Task requirements -
[1] Decide whether each statement below agrees with the study summary on nested block self-attention. Answer yes or no for each, and quote the words of the summary that decide it.
(a) The network was built to segment 18 organs in head and neck and abdomen CT scans.
(b) The network reached an average DSC score of 0.86 for the head and neck.
(c) The network's performance was compared against UNETR.
[2] According to the study summary on nested block self-attention, which metric was used to compare the performance of MRRN-NBSA with the other methods?
[3] Continue the study summary on nested block self-attention from the point at which it stops.

** Source text follows **

Purpose of the Study:

  • To develop and validate a novel, computationally fast, and memory-efficient bidirectional SA method named nested block self-attention (NBSA).
  • To enable accurate multiorgan segmentation in both shallow and deep neural networks.
  • To improve the efficiency and applicability of SA techniques in medical image analysis.

Main Methods:

  • Developed a deep multiple resolution residual network with NBSA (MRRN-NBSA) for segmenting 18 organs in head and neck (HN) and abdomen CT scans.
  • MRRN-NBSA integrates multi-resolution features with bidirectional SA for enhanced contextual feature extraction.
  • Evaluated MRRN-NBSA on public datasets, comparing its performance against Unet, CCA, dual SA, and UNETR using Dice Similarity Coefficient (DSC) and statistical tests.

Main Results:

  • MRRN-NBSA achieved superior average DSC scores: 0.88 for HN and 0.86 for the abdomen, outperforming current methods.

** End of Source text **
** Given entries follows **

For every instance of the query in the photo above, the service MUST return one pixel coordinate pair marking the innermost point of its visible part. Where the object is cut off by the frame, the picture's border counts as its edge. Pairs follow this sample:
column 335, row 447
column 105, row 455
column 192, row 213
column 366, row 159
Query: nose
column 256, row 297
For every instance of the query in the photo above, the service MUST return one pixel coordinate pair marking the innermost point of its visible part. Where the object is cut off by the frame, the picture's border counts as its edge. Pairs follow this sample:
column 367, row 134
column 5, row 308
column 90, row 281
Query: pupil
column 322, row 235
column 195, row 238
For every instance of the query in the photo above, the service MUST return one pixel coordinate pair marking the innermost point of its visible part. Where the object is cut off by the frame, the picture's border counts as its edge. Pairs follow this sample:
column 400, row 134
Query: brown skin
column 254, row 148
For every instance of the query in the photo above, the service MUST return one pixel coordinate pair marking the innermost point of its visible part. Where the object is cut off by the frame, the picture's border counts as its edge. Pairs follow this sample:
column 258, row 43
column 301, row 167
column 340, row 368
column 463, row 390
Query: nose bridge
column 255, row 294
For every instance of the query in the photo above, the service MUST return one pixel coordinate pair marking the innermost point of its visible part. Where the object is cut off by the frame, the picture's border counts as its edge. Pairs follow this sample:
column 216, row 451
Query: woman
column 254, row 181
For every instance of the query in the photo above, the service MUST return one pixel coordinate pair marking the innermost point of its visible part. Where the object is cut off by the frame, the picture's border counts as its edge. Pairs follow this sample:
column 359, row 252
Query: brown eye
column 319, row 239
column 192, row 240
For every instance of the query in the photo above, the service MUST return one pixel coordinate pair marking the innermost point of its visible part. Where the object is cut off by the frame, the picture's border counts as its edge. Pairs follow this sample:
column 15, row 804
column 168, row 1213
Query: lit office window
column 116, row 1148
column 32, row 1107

** End of Given entries **

Solved problems -
[1]
(a) Yes: "for segmenting 18 organs in head and neck (HN) and abdomen CT scans."
(b) No: "0.88 for HN and 0.86 for the abdomen."
(c) Yes: "comparing its performance against Unet, CCA, dual SA, and UNETR."

[2] The Dice Similarity Coefficient (DSC).

[3]
  • Demonstrated significantly higher accuracy than CCA (0.845 HN, 0.727 abdomen) and other compared methods (Unet, dual SA, UNETR) (p < 0.05 after Bonferroni correction).
  • MRRN-NBSA exhibited more consistent segmentation for submandibular glands (0.82 ± 0.06) compared to manual raters (0.75 ± 0.31).

Conclusions:

  • The MRRN-NBSA method provides more accurate multiorgan segmentations compared to existing techniques across different public datasets.
  • The developed NBSA approach offers a computationally efficient and effective solution for medical image segmentation.
  • Further validation on larger clinical datasets is recommended to confirm its clinical utility.